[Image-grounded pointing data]
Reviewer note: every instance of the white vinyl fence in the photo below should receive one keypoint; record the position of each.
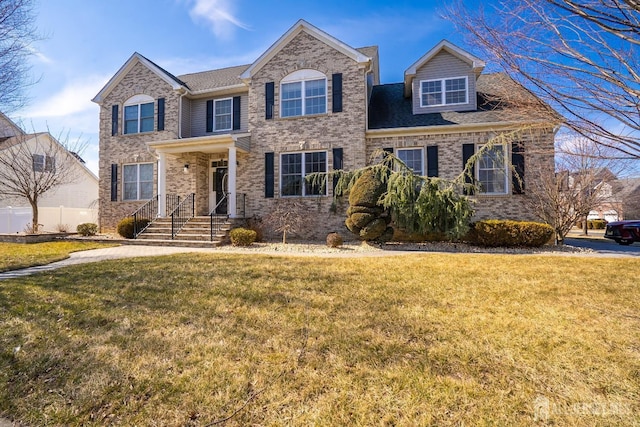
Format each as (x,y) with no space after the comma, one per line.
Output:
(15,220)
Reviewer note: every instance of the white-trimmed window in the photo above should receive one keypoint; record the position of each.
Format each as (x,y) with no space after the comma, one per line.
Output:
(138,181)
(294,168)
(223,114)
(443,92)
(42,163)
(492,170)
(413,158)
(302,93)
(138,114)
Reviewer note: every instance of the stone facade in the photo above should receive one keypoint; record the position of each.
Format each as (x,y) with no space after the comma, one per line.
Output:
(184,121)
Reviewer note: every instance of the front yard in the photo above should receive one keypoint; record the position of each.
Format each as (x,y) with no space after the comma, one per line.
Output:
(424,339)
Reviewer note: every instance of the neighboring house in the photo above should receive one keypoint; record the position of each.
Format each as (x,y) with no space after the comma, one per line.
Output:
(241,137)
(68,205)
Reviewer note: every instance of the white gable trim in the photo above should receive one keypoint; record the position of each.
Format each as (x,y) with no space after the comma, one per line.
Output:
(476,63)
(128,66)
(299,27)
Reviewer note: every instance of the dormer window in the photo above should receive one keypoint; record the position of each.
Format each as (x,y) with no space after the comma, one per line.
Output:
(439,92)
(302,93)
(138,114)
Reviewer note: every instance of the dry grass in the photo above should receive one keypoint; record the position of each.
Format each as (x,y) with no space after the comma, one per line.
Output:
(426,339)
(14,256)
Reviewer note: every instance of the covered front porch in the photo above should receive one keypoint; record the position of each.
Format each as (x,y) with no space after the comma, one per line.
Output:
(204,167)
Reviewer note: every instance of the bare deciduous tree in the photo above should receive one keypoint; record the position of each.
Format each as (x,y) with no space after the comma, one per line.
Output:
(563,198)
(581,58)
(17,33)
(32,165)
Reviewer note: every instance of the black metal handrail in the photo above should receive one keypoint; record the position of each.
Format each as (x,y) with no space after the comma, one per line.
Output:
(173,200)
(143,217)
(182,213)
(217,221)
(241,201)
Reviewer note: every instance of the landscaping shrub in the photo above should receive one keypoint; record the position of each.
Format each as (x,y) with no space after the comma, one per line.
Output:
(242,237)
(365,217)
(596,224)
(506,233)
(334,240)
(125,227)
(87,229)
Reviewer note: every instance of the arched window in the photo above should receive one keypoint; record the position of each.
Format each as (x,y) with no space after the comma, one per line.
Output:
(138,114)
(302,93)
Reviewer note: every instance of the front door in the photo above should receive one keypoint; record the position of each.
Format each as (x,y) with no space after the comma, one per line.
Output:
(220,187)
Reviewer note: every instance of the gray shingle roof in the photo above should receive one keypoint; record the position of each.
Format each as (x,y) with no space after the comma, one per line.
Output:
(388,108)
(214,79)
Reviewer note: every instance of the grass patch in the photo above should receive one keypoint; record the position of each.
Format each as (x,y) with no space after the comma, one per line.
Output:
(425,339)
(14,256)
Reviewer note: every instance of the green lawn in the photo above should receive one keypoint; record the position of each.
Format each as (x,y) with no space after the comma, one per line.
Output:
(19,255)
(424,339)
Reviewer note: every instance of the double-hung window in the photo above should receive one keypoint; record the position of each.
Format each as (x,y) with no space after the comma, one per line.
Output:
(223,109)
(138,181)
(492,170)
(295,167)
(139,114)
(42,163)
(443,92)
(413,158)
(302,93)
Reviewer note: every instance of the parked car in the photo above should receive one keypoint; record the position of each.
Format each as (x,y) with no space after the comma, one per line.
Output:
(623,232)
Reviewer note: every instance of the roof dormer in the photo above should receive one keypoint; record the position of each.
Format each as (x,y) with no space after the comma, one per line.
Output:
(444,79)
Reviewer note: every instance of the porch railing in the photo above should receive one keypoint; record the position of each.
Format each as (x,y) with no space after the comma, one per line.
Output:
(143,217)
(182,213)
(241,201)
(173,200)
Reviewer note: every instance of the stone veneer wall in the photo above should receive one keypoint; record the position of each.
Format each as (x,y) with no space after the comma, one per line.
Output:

**WHAT YOU NEED TO DO:** Check each line of the entries for the word "grass", then state the count alone.

**SOLUTION:** 2